Transcribe all data verbatim. Skip the pictures.

Start of Block

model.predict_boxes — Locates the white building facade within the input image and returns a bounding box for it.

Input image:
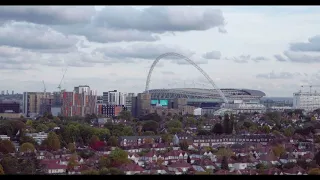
[102,90,127,106]
[293,91,320,112]
[26,132,48,145]
[222,102,266,114]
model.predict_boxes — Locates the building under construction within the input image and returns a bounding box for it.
[293,85,320,112]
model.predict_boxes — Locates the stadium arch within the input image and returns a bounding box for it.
[144,52,229,103]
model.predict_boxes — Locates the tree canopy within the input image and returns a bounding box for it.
[20,142,35,153]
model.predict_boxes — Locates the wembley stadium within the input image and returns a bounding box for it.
[145,88,266,107]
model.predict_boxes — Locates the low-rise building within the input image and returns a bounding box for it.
[26,132,48,144]
[0,134,10,140]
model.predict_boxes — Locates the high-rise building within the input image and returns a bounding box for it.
[23,92,51,117]
[61,85,97,117]
[102,90,126,105]
[293,90,320,112]
[97,96,103,104]
[125,93,135,112]
[131,93,151,117]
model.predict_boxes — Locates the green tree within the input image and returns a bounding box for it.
[20,136,37,146]
[79,125,94,145]
[99,156,111,168]
[90,135,100,146]
[166,120,182,129]
[142,120,159,134]
[142,131,155,136]
[47,122,57,130]
[67,143,76,153]
[221,156,229,170]
[107,136,118,147]
[265,112,281,126]
[64,124,80,143]
[186,117,196,127]
[161,134,173,143]
[211,123,223,135]
[36,124,48,132]
[179,140,188,151]
[53,116,61,122]
[47,132,61,151]
[223,114,230,134]
[284,126,295,137]
[0,140,15,154]
[19,158,37,174]
[67,154,79,170]
[122,126,134,136]
[20,142,35,153]
[0,164,4,175]
[215,148,234,158]
[26,120,33,126]
[93,128,110,141]
[168,127,182,134]
[82,169,99,175]
[308,168,320,175]
[109,168,124,175]
[99,167,109,175]
[272,144,285,157]
[109,148,129,166]
[261,125,271,133]
[272,130,281,136]
[249,125,258,133]
[0,155,18,174]
[119,110,132,121]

End of Block

■ Written answer
model.predict_boxes — Locates the white building facade within the input image and returns a bounding box for it.

Input image:
[102,90,127,106]
[293,91,320,112]
[26,132,48,145]
[222,102,266,114]
model.predict_boxes — Locates the building under construction within the input image and returns a bounding box for it.
[293,85,320,112]
model.predict_boxes — Locates the stadium arch within the input image and returns a bounding box for it.
[144,52,229,103]
model.predict_boxes — Locates the tree canopy within the input image and returns a bounding box for it.
[20,142,35,153]
model.predict_boxes — Locates the wembley stadium within the input image and returns a bounding box for it.
[145,88,266,107]
model.predict_boxes — Locates the low-rise building within the input image and returns a bounding box for it.
[26,132,48,144]
[0,134,10,140]
model.predict_boxes — Locates the high-rise building within the input image and returns a bounding box for it.
[23,92,51,117]
[61,85,97,117]
[102,90,126,105]
[293,90,320,112]
[97,96,103,104]
[125,93,135,112]
[131,93,151,117]
model.predict_boxes — Locates the green tree within the input image and returns a bounding box for it.
[20,136,37,146]
[79,125,94,145]
[99,156,111,168]
[90,135,100,146]
[166,120,182,129]
[142,120,159,134]
[142,131,155,136]
[47,122,57,130]
[67,143,76,153]
[221,156,229,170]
[107,136,118,147]
[265,112,281,126]
[64,124,80,143]
[186,117,196,127]
[161,134,173,143]
[211,123,223,135]
[36,124,48,132]
[179,140,188,151]
[53,116,61,122]
[47,132,61,151]
[223,114,230,134]
[284,126,295,137]
[0,140,15,154]
[19,158,37,174]
[67,154,79,170]
[122,126,134,136]
[20,142,35,153]
[0,164,4,175]
[215,148,234,158]
[26,120,33,126]
[93,128,110,141]
[168,127,182,134]
[82,169,99,175]
[308,168,320,175]
[109,168,124,175]
[99,167,109,175]
[272,144,285,157]
[109,148,129,166]
[261,125,271,133]
[272,130,281,136]
[249,125,258,133]
[0,155,18,174]
[119,110,132,121]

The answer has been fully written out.